(Exercise description)
Could you restate all of the records exactly, leaving out the pictures?

[Items from a dataset]
────

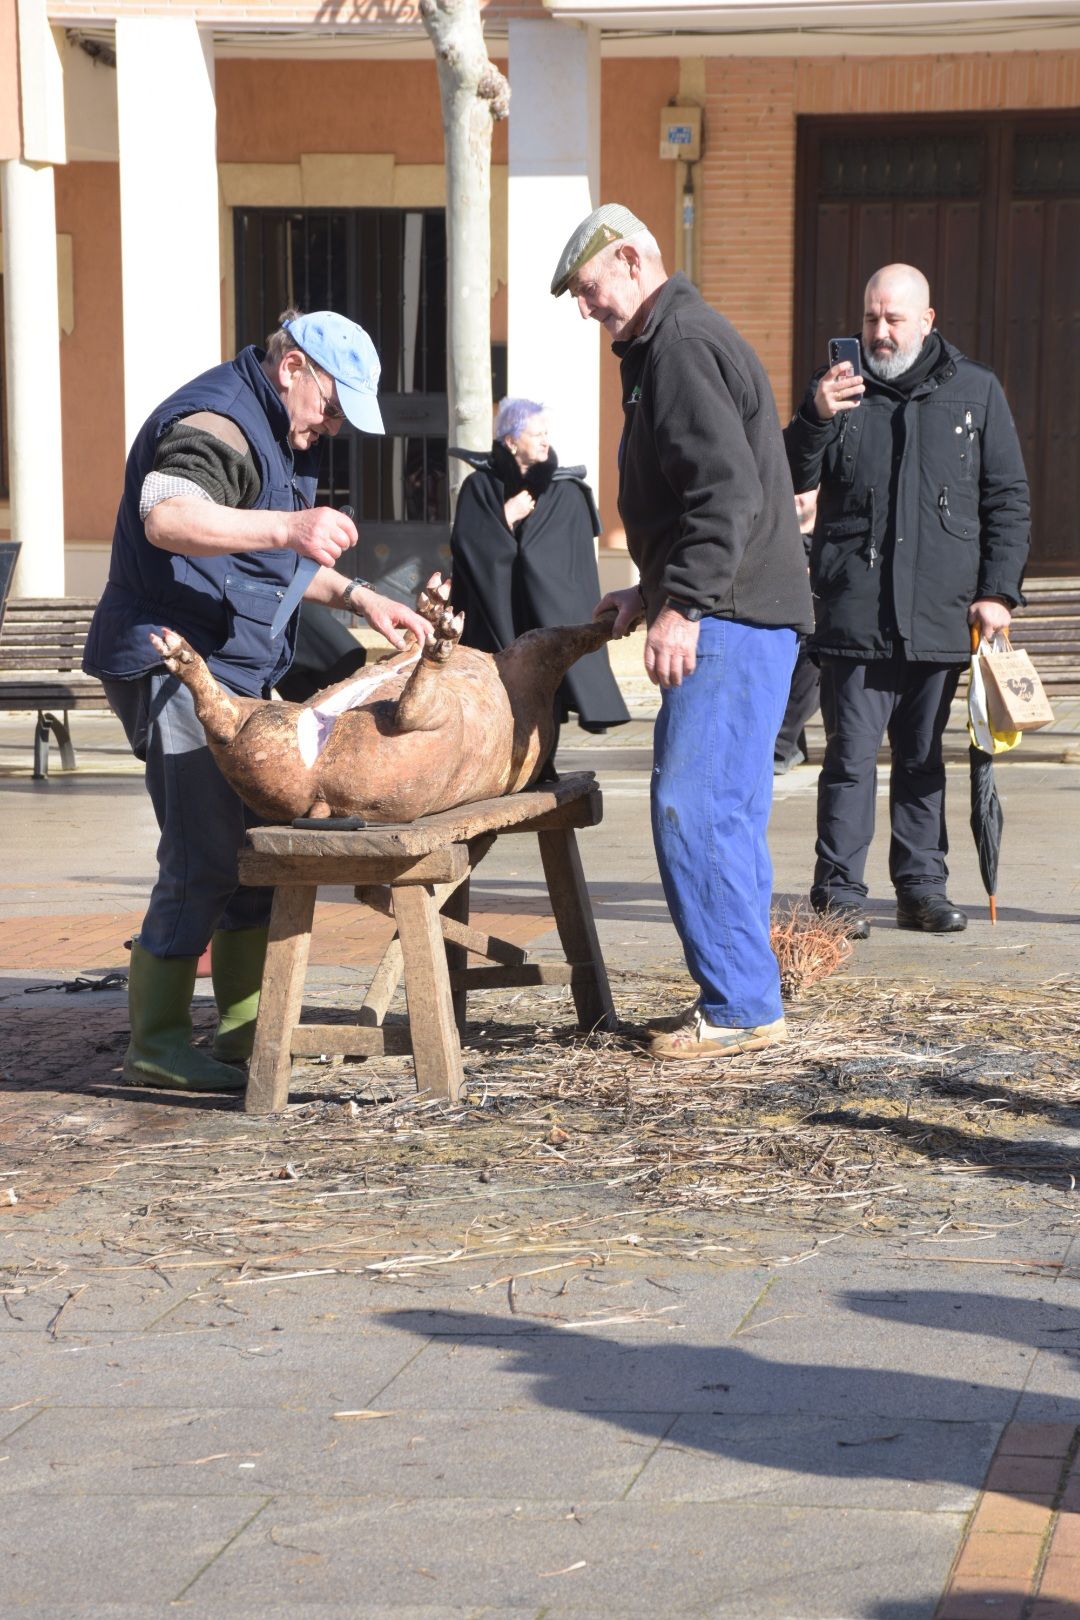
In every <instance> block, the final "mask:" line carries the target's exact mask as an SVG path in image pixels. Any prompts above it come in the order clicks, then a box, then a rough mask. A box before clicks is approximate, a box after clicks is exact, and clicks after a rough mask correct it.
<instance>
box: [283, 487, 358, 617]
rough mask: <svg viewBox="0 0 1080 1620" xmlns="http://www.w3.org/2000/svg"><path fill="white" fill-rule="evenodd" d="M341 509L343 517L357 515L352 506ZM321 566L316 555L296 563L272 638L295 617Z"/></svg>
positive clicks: (283, 595)
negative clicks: (290, 619)
mask: <svg viewBox="0 0 1080 1620" xmlns="http://www.w3.org/2000/svg"><path fill="white" fill-rule="evenodd" d="M340 510H342V515H343V517H355V512H353V509H351V507H342V509H340ZM319 567H321V564H317V562H316V561H314V557H301V559H300V564H298V565H296V572H295V573H293V577H291V580H290V582H288V586H287V590H285V595H283V596H282V601H280V603H279V609H277V612H275V614H274V619H272V620H270V640H274V638H275V637H279V635H280V633H282V630H283V629H285V625H287V624H288V620H290V619H291V617H293V612H295V611H296V606H298V603H300V599H301V596H303V595H304V591H306V590H308V586H309V585H311V582H313V580H314V577H316V573H317V572H319Z"/></svg>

────

(Output of the task)
In every <instance> block, the final "mask:" line carries the target's exact mask as an SVG path in image pixels. Any prompts above it come in the order clicks, then a box, then a rough mask. A box before clicks is approximate, a box after clicks is exact, and clicks after a rough mask correct it.
<instance>
box: [283, 487, 358, 617]
rough mask: <svg viewBox="0 0 1080 1620" xmlns="http://www.w3.org/2000/svg"><path fill="white" fill-rule="evenodd" d="M341 509L343 517L357 515L352 506ZM321 566L316 555L296 563L272 638L295 617Z"/></svg>
positive clicks: (283, 595)
negative clicks: (290, 619)
mask: <svg viewBox="0 0 1080 1620" xmlns="http://www.w3.org/2000/svg"><path fill="white" fill-rule="evenodd" d="M340 510H342V515H343V517H355V512H353V509H351V507H342V509H340ZM319 567H321V564H317V562H316V561H314V557H301V559H300V564H298V565H296V572H295V573H293V577H291V580H290V582H288V586H287V590H285V595H283V596H282V601H280V603H279V609H277V612H275V614H274V619H272V620H270V640H274V638H275V637H279V635H280V633H282V630H283V629H285V625H287V624H288V620H290V619H291V617H293V612H295V611H296V606H298V603H300V599H301V596H303V595H304V591H306V590H308V586H309V585H311V582H313V580H314V577H316V573H317V572H319Z"/></svg>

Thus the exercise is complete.